* **DOCUMENT TEXT**
========================================

CHICAGO (Reuters) - Venture capitalists, long the lifeblood of medical technology firms, are growing cautious on the sector after seeing their returns squeezed in a time of growing cost pressures for healthcare, a report by Ernst & Young said.
While venture capital investment levels have stayed fairly steady over the past five years, those funds were mostly raised before the financial crisis, the report said. The medical device industry’s recent challenges have prompted investors to seek out more mature companies that can offer quicker and less risky exits and have made it harder for start-ups to finance their operations.
“Young companies are really struggling to get financial deals,” Glen Giovannetti, head of Ernst & Young’s global life sciences practice, said in an interview.
Venture capitalists invested $4.34 billion in U.S. and European medical technology companies in the 12 months ended June 2012, up from $4.03 billion the prior year but below the 2006-07 peak of $5.40 billion, according to Ernst & Young.
In recent years, venture capital investors have had trouble raising new funds at those levels, which will translate into less capital available for emerging companies in the future, the audit and consulting firm said.
“There is less dry powder ready to be deployed in the coming years than in the last cycle,” Giovannetti said.
Pricing pressures, slower economic growth and greater regulatory scrutiny that has lengthened the time it takes to bring new products to market are making venture capitalists wary, the report said.
The intense focus on lowering runaway healthcare costs and improving the value of treatments means medical device makers can no longer count on getting funding or reimbursement for technologies that provide only marginal improvements to the existing standard of care.

========================================

* **LISTED ENTRIES**

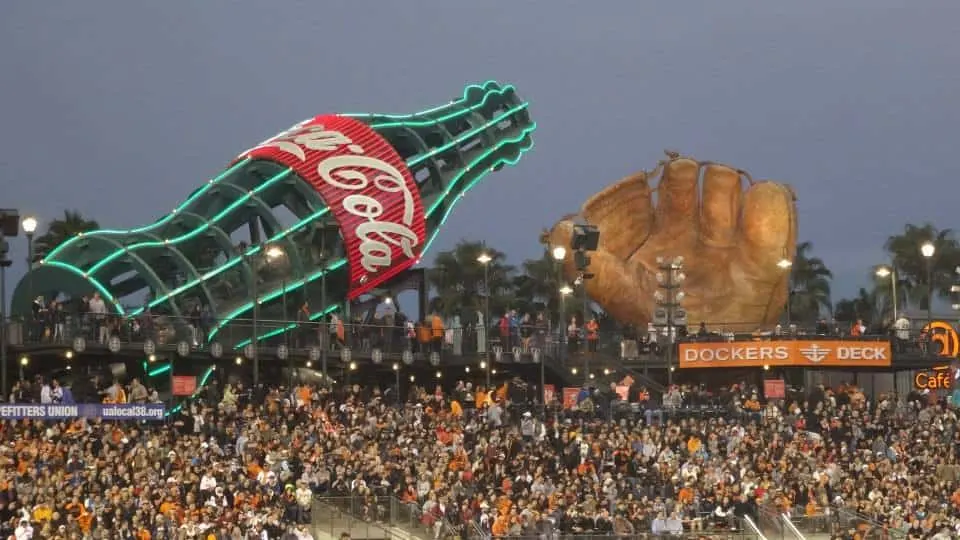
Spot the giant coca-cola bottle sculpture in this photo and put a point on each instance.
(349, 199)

========================================

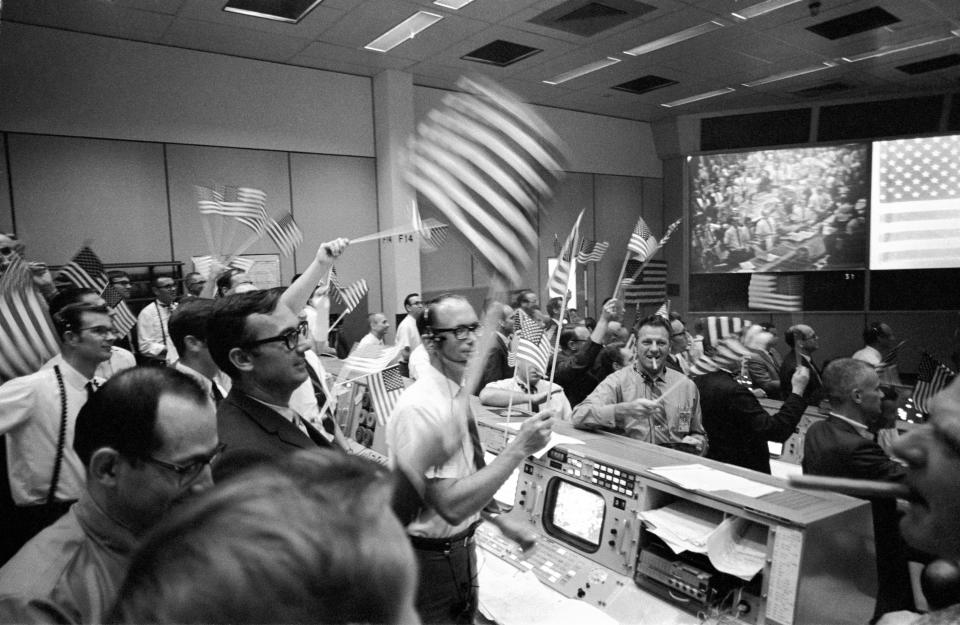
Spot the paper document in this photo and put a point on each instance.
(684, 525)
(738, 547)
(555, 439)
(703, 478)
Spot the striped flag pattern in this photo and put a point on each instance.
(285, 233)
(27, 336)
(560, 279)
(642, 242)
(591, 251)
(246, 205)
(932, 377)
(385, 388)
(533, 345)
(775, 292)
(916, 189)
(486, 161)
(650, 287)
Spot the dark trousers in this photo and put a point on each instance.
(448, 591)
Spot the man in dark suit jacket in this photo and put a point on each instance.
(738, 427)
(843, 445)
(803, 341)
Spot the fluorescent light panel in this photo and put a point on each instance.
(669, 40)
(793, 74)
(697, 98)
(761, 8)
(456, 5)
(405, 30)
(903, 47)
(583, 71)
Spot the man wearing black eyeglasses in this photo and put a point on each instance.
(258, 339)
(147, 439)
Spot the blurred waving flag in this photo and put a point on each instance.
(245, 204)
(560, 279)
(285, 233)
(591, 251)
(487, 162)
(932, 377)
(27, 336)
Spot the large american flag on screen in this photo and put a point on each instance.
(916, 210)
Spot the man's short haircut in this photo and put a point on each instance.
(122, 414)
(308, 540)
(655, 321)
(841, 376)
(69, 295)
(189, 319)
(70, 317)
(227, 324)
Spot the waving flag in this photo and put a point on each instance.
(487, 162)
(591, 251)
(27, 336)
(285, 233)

========================================

Using the article on venture capital and medical technology, answer:
(a) How much did venture capitalists invest in U.S. and European medical technology companies in the 12 months ended June 2012?
(b) What position does Glen Giovannetti hold?
(c) Which three things does the report say are making venture capitalists wary?

(a) $4.34 billion.
(b) Head of Ernst & Young's global life sciences practice.
(c) Pricing pressures, slower economic growth, and greater regulatory scrutiny that has lengthened the time it takes to bring new products to market.